── The input ──

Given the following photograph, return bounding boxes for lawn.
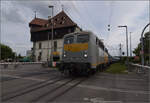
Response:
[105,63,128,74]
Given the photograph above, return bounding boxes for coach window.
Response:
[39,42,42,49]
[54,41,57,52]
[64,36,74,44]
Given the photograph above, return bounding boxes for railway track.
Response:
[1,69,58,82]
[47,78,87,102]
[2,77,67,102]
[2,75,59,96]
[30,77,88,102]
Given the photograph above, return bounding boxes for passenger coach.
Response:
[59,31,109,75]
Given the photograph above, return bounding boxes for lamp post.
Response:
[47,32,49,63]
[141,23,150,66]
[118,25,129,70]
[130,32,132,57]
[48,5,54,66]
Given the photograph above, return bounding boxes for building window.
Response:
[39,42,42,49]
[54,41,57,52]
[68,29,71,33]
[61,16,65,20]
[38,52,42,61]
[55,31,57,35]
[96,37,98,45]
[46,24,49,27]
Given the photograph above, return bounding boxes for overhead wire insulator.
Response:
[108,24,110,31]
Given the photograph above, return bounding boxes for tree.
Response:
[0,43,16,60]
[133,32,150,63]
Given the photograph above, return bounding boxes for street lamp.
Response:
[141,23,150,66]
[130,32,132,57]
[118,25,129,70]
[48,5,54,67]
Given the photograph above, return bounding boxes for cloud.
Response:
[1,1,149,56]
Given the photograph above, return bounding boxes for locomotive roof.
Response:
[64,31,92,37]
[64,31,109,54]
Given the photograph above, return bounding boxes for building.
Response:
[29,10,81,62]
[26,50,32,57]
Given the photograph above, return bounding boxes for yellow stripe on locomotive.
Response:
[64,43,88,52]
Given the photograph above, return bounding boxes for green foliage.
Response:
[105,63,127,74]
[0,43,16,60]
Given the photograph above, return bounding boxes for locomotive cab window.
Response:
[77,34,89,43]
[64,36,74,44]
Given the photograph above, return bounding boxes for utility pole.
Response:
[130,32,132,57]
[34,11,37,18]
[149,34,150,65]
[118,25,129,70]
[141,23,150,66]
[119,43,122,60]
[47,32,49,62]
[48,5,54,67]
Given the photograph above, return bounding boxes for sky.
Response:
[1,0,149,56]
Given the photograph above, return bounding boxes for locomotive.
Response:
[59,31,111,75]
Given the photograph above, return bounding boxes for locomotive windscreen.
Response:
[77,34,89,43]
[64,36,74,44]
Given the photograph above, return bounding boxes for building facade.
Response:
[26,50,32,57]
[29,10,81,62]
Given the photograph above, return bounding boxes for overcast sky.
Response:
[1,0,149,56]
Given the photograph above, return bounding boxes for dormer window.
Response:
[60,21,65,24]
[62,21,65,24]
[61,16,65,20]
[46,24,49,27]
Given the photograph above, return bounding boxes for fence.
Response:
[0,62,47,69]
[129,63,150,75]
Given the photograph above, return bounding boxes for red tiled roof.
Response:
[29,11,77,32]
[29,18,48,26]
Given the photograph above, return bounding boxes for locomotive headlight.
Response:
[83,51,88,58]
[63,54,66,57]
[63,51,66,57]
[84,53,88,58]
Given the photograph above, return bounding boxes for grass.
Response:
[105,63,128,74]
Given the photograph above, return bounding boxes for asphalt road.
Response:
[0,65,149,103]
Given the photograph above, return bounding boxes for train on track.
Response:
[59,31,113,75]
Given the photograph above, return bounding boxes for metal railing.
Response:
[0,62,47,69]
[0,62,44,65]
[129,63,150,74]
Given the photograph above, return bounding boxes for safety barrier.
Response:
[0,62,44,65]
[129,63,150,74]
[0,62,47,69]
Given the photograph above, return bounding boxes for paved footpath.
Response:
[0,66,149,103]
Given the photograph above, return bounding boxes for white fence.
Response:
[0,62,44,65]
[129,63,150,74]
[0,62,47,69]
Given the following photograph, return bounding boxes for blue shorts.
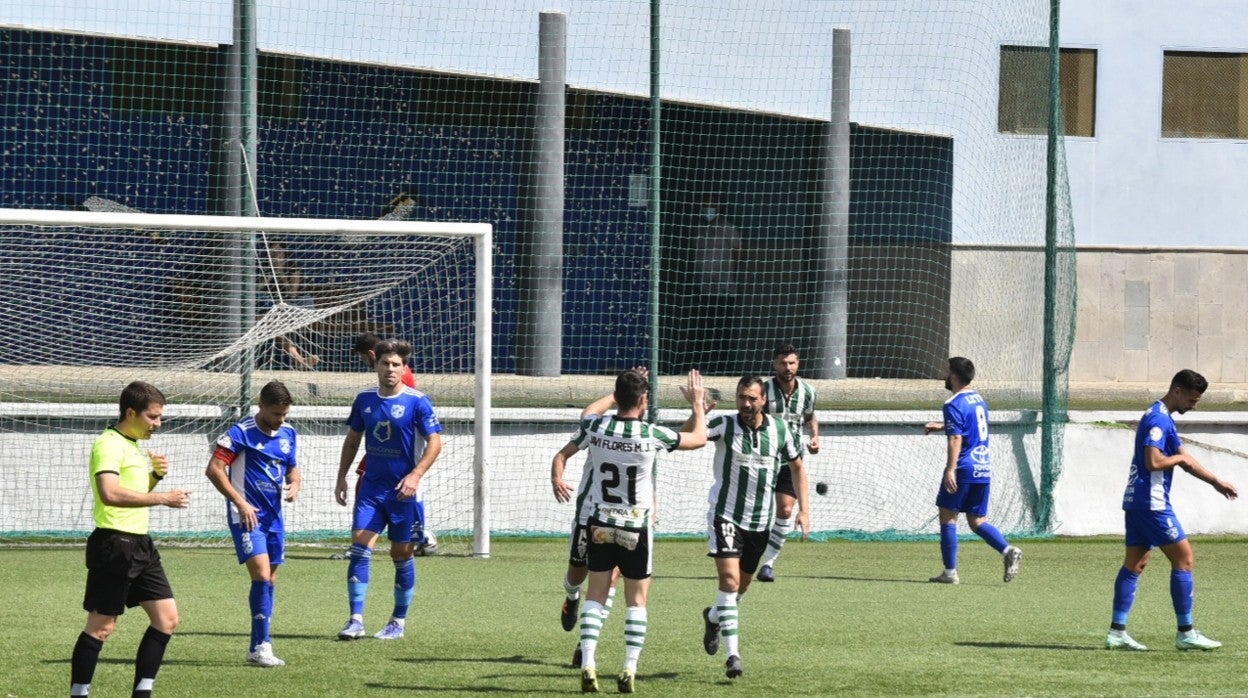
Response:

───

**Exercise instructions**: Going through the listing above, tally the lines that contain the word "track" and report the total alone.

**Output**: 2